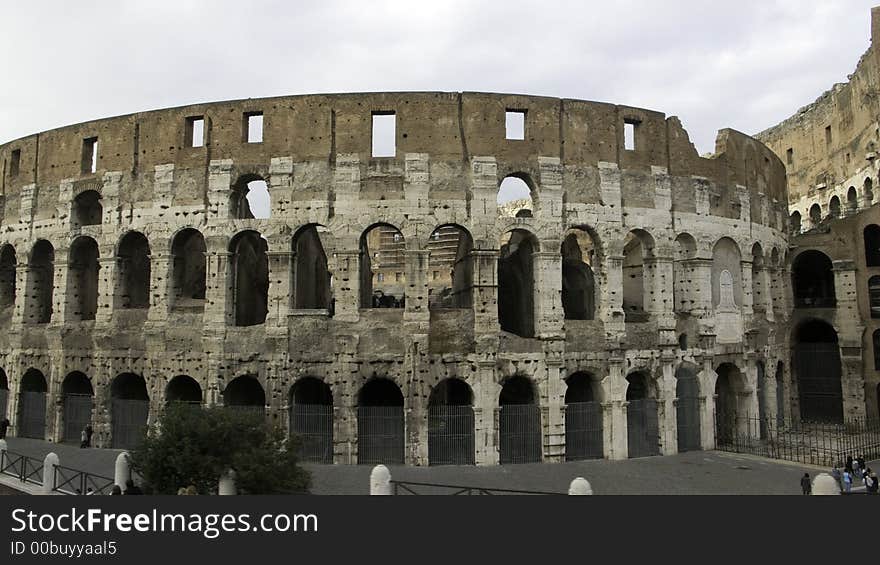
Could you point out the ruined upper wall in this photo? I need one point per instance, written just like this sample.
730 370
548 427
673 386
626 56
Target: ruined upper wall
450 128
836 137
==
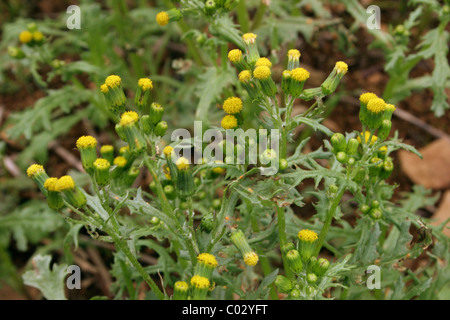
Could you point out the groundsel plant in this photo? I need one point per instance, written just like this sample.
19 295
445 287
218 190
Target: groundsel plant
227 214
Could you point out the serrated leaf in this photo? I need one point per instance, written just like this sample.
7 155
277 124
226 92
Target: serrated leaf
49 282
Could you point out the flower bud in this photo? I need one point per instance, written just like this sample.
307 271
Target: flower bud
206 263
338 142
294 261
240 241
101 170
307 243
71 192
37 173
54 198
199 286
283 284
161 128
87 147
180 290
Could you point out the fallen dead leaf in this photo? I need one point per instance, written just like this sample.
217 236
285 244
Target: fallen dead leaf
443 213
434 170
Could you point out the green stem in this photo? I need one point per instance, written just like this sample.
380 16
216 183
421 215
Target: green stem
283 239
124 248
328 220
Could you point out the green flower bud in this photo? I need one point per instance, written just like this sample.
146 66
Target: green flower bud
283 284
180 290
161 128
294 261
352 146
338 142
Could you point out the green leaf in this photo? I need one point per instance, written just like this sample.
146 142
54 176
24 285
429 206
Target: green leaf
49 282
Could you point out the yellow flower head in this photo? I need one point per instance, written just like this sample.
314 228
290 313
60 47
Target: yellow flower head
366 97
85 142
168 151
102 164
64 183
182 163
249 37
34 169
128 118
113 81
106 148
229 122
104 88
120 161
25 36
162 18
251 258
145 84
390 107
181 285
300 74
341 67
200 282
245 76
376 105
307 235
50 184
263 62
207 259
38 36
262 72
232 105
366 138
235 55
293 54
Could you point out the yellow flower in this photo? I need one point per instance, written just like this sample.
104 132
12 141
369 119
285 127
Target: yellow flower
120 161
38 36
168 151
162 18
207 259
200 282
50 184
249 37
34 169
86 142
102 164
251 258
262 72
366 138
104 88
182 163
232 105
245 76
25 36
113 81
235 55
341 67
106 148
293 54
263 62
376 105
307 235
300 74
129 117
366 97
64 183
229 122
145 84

**DIRECTIONS:** Pull out every line of the material above that contains the word "upper", and copy each one unchanged.

**RESULT OF THIS EXERCISE:**
Could you point out the ruined upper wall in this photo? I need one point per instance, written just like this sample.
Target: ruined upper wall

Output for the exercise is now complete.